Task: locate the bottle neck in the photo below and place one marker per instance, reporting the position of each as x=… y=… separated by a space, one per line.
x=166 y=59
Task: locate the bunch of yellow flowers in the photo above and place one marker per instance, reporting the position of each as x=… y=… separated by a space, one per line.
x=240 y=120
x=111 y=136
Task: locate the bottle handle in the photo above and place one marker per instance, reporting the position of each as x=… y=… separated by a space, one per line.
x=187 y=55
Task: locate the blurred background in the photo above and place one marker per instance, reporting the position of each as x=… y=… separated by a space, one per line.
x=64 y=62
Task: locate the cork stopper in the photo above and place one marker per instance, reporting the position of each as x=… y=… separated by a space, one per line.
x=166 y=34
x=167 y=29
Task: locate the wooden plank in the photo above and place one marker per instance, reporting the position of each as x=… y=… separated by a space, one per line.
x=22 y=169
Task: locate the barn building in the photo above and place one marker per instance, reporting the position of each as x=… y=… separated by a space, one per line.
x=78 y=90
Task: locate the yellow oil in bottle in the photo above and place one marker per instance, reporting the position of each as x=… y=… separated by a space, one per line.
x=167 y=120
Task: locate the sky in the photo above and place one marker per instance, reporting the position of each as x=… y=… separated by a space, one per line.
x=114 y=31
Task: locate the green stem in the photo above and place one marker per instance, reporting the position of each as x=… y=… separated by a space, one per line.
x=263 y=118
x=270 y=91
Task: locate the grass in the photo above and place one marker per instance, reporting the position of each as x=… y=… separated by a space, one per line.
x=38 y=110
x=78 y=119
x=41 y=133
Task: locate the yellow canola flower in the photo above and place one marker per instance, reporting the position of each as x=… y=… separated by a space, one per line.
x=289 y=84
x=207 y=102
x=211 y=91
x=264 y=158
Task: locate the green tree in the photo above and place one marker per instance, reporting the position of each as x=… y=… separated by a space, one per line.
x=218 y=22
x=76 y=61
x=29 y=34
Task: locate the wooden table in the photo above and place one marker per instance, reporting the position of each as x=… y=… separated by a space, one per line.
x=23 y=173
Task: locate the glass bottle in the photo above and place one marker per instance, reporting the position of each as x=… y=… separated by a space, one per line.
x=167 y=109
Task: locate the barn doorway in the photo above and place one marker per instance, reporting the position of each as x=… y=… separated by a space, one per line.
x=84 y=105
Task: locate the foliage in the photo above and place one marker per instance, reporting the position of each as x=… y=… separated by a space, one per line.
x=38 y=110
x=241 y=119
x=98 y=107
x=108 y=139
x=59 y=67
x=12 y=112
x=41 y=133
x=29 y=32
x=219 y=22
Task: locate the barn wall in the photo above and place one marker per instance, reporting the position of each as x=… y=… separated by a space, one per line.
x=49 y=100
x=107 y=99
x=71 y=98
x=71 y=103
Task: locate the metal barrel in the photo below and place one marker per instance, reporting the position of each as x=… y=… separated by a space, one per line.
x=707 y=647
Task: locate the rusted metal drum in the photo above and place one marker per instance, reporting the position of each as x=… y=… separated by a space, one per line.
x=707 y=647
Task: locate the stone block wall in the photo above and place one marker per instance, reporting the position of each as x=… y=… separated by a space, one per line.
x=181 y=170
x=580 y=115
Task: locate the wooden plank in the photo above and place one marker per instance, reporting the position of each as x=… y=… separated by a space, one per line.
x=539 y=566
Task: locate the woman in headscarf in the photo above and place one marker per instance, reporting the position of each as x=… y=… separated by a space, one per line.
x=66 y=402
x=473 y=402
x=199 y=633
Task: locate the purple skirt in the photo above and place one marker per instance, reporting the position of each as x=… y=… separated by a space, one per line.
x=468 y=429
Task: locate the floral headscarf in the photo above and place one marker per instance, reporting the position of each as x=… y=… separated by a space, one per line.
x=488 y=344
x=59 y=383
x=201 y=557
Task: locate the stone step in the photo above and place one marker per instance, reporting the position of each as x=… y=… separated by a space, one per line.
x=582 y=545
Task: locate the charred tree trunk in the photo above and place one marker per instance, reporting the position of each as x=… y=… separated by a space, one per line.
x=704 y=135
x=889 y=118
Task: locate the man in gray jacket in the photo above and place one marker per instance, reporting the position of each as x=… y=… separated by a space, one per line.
■ ■ ■
■ WHAT IS BEING ASKED
Repeat precisely the lines of the data starting at the one containing "Task: locate the purple", last line included.

■ REPLY TO THE TASK
Task: locate the purple skirt in the photo above and place one marker per instance, reporting the position of each as x=… y=… separated by a space, one per line.
x=468 y=429
Task: locate the floral headscarf in the photo above and place one marker per instance, reporting the position of each as x=… y=… separated by a space, one per line.
x=488 y=344
x=59 y=383
x=201 y=557
Task: locate the stone step in the photo above and place one marker per instance, reporting the position of each as x=… y=… separated by a space, one per line.
x=582 y=545
Task: locate the charred tree trunk in the photo above and place one marker per instance, reporting the position of each as x=… y=… separated by a space, one per line.
x=704 y=135
x=889 y=118
Task: locate the man in gray jacket in the photo above and place one marker per instance, reporting the position of each as x=… y=… separated by a space, one per line.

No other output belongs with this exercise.